_SET EXERCISE_:
Please answer these from the forum thread on Christmas fat gain while bulking:
(a) How much weight did DanMac put on over the festive period, and within how many days?
(b) What natural fat-burning supplement does DanMac name?
(c) In the thread's final post, what does DanMac say the fat is shifting through?

_PAGE_:

# # # # # # #

# Bulking clean but developed fat on lower stomach over Christmas - What to do?



## DanMac (Dec 18, 2010)

Alright lads,

I've been bulking well and have my diet down to a 'T'. But, consuming a good amount of drink and Christmas food over the festive period has left me 3.5lb heavier (within 5 days) and with a direct increase in lower stomach fat.

What's the best steps to take now? Maintain my bulk and just slightly up cardio to try and reduce the fat gain? Or use a natural fat burning supplement, such as, L-carnitine?

Any personal experiences would be brilliant.

Cheers!


----------



## Bigfoot1985 (Aug 29, 2012)

I would say if you have got your diet down to a T then just up the cardio for few weeks and you should lose the extra fat.

Or just drop some carbs for couple weeks and up cardio then once you are happy go back to what you was doing


----------



## L11 (Jan 21, 2011)

Personally, I'd just do keto for a week. I've done that after every epic binge and I lose the weight very quickly..


----------



## khani3 (Nov 17, 2012)

Hello mate

Nice to know you made the most from the festival season 

Personally I would just continue as normal and then come the time for cutting, you should lose it.

Also chances are if you continued your normal bulk diet and training you should lose your lower stomach fat.

The only concern I would have in trying to focus on dieting while bulking is loose focus on number one goal of bulking.

I personally recommend one goal at a time to ensure you can stay focused.


----------



## stone14 (Mar 24, 2005)

extra cardio should shift that mate


----------



## Uriel (Oct 14, 2008)

by definition bulking is taking an excess of Kcal and dieting is having a Kcal deficit - if youve got fat you have eaten too much - if you want to lose it you have to burn more than you eat...up to you

carry on or diet xxx


----------



## DanMac (Dec 18, 2010)

Cheers lads. It's shifting through maintaining my normal bulk diet.


----------

# # # # # # #

_DATA EXCERPTS_:
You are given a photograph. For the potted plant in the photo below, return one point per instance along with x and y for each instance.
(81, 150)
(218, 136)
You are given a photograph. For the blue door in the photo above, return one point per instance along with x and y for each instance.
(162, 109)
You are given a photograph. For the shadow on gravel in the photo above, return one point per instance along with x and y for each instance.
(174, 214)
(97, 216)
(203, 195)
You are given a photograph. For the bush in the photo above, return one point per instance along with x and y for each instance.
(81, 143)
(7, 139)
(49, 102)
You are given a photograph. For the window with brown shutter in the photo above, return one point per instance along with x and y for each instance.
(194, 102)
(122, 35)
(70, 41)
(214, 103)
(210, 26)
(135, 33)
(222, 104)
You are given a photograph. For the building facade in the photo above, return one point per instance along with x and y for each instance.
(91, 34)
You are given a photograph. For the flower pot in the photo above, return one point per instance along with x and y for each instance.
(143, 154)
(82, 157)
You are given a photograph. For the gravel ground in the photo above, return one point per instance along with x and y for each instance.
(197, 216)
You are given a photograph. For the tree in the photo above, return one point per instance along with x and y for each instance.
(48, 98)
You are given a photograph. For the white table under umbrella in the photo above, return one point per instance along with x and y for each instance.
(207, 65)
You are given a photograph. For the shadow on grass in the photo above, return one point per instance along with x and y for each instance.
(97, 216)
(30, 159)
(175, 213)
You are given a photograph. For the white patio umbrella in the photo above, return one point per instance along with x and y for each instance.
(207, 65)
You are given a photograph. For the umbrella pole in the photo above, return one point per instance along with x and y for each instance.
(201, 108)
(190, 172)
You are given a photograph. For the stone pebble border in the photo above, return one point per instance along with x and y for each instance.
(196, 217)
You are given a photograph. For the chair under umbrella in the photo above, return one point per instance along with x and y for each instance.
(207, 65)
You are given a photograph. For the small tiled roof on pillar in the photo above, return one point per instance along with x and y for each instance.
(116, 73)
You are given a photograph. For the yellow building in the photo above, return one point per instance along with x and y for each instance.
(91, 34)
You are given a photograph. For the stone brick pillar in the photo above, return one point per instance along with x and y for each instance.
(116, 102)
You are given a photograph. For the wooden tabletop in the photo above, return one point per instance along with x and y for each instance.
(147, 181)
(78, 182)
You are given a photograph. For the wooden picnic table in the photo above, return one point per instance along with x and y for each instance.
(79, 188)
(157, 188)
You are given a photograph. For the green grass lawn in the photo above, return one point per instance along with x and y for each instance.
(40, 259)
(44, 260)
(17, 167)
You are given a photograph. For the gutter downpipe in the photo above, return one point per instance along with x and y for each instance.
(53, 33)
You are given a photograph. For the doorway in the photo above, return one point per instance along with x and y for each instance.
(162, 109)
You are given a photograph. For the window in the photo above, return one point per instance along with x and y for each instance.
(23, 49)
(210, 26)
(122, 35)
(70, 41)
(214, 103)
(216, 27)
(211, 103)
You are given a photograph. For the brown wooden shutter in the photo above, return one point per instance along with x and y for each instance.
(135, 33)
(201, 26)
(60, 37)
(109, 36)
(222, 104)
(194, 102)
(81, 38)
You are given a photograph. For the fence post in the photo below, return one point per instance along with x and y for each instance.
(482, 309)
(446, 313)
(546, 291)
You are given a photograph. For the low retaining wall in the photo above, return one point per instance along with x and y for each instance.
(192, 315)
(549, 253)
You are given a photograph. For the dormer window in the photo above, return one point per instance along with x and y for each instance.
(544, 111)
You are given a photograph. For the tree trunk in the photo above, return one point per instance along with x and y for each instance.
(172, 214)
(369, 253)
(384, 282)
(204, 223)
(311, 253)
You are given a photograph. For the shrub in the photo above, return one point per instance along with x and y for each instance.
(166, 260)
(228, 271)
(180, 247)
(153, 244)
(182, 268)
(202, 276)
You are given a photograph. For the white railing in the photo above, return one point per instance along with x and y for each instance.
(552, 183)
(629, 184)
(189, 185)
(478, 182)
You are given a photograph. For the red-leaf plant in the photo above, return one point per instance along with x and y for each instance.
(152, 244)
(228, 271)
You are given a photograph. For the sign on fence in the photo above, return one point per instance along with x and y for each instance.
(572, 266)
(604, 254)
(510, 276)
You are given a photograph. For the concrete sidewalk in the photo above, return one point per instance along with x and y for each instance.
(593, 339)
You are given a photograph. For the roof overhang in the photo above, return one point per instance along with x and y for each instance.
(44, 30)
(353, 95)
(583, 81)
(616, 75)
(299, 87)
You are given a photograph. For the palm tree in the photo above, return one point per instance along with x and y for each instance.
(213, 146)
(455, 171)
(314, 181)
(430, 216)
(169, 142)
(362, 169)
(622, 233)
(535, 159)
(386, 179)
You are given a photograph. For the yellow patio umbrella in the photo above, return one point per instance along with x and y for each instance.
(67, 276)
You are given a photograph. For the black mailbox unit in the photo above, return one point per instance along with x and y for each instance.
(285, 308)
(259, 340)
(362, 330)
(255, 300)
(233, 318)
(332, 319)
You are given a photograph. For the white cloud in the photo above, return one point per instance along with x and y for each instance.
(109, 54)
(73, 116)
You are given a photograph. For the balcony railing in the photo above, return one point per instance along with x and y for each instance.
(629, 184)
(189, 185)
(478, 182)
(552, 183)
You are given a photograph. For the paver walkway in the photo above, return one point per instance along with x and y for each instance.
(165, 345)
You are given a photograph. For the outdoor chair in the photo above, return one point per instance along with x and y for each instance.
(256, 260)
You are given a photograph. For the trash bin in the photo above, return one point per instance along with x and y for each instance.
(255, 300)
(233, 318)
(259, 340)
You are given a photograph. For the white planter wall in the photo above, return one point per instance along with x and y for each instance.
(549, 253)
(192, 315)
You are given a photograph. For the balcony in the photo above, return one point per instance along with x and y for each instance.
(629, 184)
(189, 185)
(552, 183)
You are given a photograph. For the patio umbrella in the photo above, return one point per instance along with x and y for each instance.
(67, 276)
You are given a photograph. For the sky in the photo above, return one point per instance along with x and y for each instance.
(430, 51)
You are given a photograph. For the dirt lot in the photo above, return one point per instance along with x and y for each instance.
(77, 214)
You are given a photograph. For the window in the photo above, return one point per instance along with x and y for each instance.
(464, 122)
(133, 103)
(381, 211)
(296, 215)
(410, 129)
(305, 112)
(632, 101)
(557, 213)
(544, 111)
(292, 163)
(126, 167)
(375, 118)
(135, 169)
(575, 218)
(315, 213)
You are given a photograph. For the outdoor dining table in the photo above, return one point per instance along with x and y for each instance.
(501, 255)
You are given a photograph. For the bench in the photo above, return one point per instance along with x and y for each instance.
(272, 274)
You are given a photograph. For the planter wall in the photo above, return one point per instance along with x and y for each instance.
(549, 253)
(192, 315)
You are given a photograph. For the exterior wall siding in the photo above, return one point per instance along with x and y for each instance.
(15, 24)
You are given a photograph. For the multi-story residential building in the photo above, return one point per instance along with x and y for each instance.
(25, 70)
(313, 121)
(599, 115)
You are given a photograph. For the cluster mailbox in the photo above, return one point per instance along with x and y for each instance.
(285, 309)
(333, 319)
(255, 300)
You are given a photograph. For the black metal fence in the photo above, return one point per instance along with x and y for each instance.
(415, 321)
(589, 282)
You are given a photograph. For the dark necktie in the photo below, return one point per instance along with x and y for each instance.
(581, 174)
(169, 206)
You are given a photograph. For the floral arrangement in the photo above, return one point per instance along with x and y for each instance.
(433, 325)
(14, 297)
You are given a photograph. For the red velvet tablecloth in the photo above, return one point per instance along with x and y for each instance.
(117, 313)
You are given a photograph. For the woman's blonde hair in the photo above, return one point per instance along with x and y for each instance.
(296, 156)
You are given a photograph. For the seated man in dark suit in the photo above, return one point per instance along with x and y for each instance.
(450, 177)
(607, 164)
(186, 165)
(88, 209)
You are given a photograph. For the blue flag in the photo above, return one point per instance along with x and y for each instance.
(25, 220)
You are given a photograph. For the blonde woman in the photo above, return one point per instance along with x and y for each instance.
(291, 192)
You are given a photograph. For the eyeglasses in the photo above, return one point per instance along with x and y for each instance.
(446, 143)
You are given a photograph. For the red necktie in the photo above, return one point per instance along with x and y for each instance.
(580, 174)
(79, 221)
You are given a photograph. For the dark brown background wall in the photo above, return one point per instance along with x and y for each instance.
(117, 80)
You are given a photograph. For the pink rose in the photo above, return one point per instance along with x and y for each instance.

# # # # # # #

_RESULT_:
(a) 3.5lb, within 5 days
(b) L-carnitine
(c) Maintaining his normal bulk diet